→ **Aim of the task**:
Transcribe all the data, leaving each word as it is.

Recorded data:
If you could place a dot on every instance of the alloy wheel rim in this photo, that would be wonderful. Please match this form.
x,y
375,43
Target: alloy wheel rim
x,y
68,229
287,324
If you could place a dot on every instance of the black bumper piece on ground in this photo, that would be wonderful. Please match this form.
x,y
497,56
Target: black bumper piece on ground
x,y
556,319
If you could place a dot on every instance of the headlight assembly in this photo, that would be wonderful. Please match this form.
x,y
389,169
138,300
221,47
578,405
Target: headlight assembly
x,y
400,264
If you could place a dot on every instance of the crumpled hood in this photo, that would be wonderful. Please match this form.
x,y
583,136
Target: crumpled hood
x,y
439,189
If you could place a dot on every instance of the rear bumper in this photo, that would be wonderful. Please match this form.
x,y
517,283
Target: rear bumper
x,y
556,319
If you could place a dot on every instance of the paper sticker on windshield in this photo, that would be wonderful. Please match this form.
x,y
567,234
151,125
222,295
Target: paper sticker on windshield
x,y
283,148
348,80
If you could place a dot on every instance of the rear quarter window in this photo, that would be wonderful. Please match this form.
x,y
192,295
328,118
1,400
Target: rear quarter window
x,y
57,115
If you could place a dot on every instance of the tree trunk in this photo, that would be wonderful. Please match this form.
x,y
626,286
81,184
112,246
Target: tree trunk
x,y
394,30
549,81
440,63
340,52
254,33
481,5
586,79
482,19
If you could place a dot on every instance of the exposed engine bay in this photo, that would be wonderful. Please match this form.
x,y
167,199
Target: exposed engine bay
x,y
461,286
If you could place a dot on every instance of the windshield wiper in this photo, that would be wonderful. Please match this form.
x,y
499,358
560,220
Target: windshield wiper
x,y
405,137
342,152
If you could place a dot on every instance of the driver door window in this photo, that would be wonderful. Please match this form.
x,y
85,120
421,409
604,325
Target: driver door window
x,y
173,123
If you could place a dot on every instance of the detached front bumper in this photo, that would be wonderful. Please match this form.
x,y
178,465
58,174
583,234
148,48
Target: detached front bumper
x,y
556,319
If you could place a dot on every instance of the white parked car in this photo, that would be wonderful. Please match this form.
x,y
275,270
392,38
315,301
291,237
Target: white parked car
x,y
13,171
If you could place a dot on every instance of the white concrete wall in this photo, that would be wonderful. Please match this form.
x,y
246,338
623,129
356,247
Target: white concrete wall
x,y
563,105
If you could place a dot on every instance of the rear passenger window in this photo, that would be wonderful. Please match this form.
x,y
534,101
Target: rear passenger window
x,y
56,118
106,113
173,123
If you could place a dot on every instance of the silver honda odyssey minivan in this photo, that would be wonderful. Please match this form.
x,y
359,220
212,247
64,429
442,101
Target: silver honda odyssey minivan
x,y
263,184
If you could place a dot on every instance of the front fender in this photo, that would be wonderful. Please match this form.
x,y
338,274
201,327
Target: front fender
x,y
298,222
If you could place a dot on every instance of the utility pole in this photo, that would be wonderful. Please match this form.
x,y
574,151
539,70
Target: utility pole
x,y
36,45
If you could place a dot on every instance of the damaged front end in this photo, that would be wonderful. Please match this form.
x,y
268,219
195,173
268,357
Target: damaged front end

→ **Task solution**:
If you could place a dot on every instance of the alloy wheel rim in this photo, that would be wonderful. Please match this form.
x,y
375,43
Target: alloy wheel rim
x,y
68,229
287,324
If you could place a dot on every instance of the black bumper piece on ground in this photo, that would be wonderful. Please match this form.
x,y
497,56
Target: black bumper piece on ground
x,y
556,319
If you could place a dot on every instance of the headlight assembly in this photo, that would be wonderful. Please match this form.
x,y
389,169
138,300
221,47
578,405
Target: headlight assembly
x,y
400,264
If you could place a dot on every instance of the crumpled hood in this photo, that would be wonderful. Please match this form.
x,y
583,136
Target: crumpled hood
x,y
439,189
If you could place a dot on every instance of the rear bumper in this photo, that would be wonderful. Please match this form.
x,y
517,283
Target: rear bumper
x,y
556,319
If you could place a dot on every instance of the paper sticker on windshield in this photo, that would be wonderful. Please match this form.
x,y
567,234
151,125
222,295
Target: paper sticker on windshield
x,y
283,148
348,80
If you could place a dot on every instance of the rear quarter window in this photo, that would be wonderful. Please match this form.
x,y
192,295
328,118
1,400
Target: rear quarter window
x,y
57,115
If you could place a dot on every instance of the tree trunk in this photo, that would be wonderful. Please match this form.
x,y
626,286
81,184
112,246
Target: tree trunk
x,y
394,30
549,81
440,63
340,52
254,33
481,5
586,79
482,19
If you could place a dot on every instance of the exposed engine bay in this photo, that would be wonderful. Please match this form.
x,y
167,199
Target: exposed engine bay
x,y
461,286
If you could place a dot on every instance of the windshield wiper in this photo, that would be wonderful. Please match this form.
x,y
499,358
560,220
Target: windshield wiper
x,y
405,137
342,152
If you could place a dot on every instance of the driver door window in this photo, that would be wonderful. Please match this form.
x,y
85,120
421,409
604,325
Target: driver door window
x,y
173,123
If you could place a dot on every instance of the detached front bumper in this photo, that would be wonderful. Please match this form.
x,y
178,465
58,174
583,234
148,48
Target: detached front bumper
x,y
556,319
If you could place a dot on every instance of the white parked car in this photo, that would be wonderful. Please match this form.
x,y
275,270
392,38
315,301
291,237
Target: white parked car
x,y
13,171
If you could place a dot on every instance of the white concrete wall in this photo, that would be wonderful. Please match this form.
x,y
246,338
623,129
356,247
Target: white concrete wall
x,y
563,105
If you could place a dot on every instance of the rear passenger window in this photo, that would be wonderful. Please match this form.
x,y
534,101
Target: rear passenger window
x,y
56,118
106,113
173,123
If you could place a dot on every instance of the silver honda odyssey minivan in this photo, that would be wonderful. Please match this form.
x,y
359,220
212,247
64,429
442,101
Target: silver honda odyssey minivan
x,y
263,184
If you could place a dot on every instance of the front fender in this photo, that would be wonderful. Please match this form.
x,y
338,274
201,327
Target: front fender
x,y
298,222
If you could place a dot on every instance of the utility pole in this photo, that would be wonderful. Please match this form.
x,y
574,151
539,70
Target: utility pole
x,y
36,45
If you could place a dot on every instance of the damaged front end in this photo, that would be wonderful. Please match this form.
x,y
268,219
195,173
268,357
Target: damaged front end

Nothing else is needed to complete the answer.